» **REQUIRED WORK**:
Find every line in the items below that contains the word "dark", and copy each of those lines. Case matters.
---------------
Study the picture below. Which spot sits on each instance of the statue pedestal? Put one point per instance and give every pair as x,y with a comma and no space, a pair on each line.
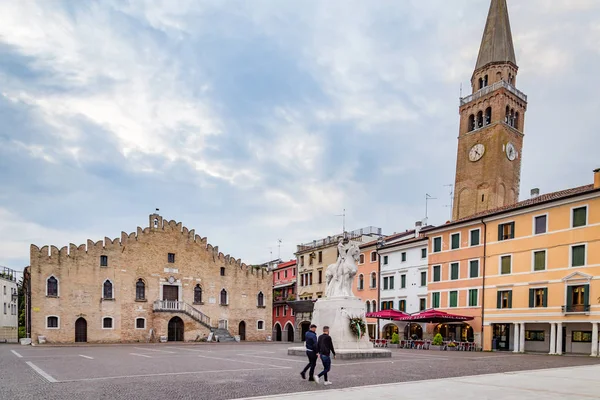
335,313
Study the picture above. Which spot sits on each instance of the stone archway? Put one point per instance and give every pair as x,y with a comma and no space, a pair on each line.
304,326
242,330
277,332
175,330
289,328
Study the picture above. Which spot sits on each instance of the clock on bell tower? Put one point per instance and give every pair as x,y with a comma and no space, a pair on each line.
490,140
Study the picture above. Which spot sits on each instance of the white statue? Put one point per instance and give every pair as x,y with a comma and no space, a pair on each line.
339,276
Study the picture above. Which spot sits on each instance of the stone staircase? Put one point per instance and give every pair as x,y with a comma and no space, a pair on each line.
185,308
222,335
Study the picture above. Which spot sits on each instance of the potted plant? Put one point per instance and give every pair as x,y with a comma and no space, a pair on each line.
395,343
438,342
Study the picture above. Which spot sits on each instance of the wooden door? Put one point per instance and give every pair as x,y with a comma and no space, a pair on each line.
81,330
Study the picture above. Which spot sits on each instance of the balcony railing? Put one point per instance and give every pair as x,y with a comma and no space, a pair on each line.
576,308
180,306
488,89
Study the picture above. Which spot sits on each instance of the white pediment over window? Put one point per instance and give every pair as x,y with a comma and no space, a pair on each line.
577,277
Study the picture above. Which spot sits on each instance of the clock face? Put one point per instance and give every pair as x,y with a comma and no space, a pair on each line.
511,151
476,152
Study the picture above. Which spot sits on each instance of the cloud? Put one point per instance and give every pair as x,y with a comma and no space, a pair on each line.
258,122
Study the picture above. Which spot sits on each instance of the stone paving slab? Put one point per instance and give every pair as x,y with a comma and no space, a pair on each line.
571,383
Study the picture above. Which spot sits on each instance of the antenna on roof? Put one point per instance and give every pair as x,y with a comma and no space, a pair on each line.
343,215
451,186
427,198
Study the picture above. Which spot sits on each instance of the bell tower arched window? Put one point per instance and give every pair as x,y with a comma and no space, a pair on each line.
198,294
488,116
140,290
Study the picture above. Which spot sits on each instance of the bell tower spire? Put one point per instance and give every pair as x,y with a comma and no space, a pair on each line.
488,164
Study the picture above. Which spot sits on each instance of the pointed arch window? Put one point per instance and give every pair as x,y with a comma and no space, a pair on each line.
260,299
488,116
107,292
198,294
479,119
140,290
52,287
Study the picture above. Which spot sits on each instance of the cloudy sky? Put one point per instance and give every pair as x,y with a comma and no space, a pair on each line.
253,121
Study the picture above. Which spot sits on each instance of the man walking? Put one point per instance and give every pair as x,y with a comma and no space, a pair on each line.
325,346
311,353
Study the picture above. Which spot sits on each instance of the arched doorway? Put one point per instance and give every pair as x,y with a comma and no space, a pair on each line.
175,330
277,333
389,330
290,331
413,329
242,330
305,326
81,330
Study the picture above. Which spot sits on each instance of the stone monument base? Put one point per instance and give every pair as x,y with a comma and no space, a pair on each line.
344,354
336,313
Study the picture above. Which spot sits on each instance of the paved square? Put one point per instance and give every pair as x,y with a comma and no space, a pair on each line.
227,371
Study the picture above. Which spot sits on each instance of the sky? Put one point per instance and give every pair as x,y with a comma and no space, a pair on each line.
258,121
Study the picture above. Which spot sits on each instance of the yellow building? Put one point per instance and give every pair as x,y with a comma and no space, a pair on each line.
538,262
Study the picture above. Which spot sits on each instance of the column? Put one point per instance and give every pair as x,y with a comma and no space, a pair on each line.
552,338
594,339
522,339
559,338
516,338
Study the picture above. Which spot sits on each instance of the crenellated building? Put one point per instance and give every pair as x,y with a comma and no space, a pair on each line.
163,280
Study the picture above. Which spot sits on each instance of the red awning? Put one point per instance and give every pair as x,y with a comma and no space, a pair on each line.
433,316
387,314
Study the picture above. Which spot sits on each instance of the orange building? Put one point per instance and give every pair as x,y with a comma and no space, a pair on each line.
526,272
365,282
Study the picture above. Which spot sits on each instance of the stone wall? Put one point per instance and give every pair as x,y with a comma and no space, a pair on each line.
144,255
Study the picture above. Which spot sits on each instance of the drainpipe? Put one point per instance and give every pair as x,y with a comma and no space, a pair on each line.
483,281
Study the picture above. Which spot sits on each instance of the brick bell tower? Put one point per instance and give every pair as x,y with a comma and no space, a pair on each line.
490,140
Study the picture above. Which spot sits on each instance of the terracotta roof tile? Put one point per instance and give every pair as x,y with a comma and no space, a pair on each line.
529,202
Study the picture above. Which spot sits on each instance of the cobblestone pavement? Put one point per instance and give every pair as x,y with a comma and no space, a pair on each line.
226,371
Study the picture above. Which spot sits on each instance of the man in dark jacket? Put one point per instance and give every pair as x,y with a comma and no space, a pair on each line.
325,346
311,353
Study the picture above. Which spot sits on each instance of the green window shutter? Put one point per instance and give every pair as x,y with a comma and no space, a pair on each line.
579,216
578,256
499,299
531,298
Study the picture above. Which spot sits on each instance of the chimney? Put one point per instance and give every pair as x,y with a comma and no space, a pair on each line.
418,225
535,192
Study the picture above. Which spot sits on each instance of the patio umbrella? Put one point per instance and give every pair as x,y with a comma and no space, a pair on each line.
387,314
433,316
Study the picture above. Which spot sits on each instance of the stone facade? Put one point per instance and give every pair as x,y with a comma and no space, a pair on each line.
171,261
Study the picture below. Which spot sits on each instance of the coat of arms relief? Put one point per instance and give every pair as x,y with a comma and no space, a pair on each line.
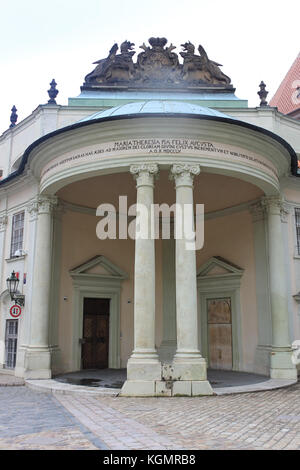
---------------
» **ANSWER IN FULL**:
Study the picture above. Which spot sits on each instance of the man in dark jacket? Put one point per instance and give every pair as x,y with a comma and no space, a pair on each line.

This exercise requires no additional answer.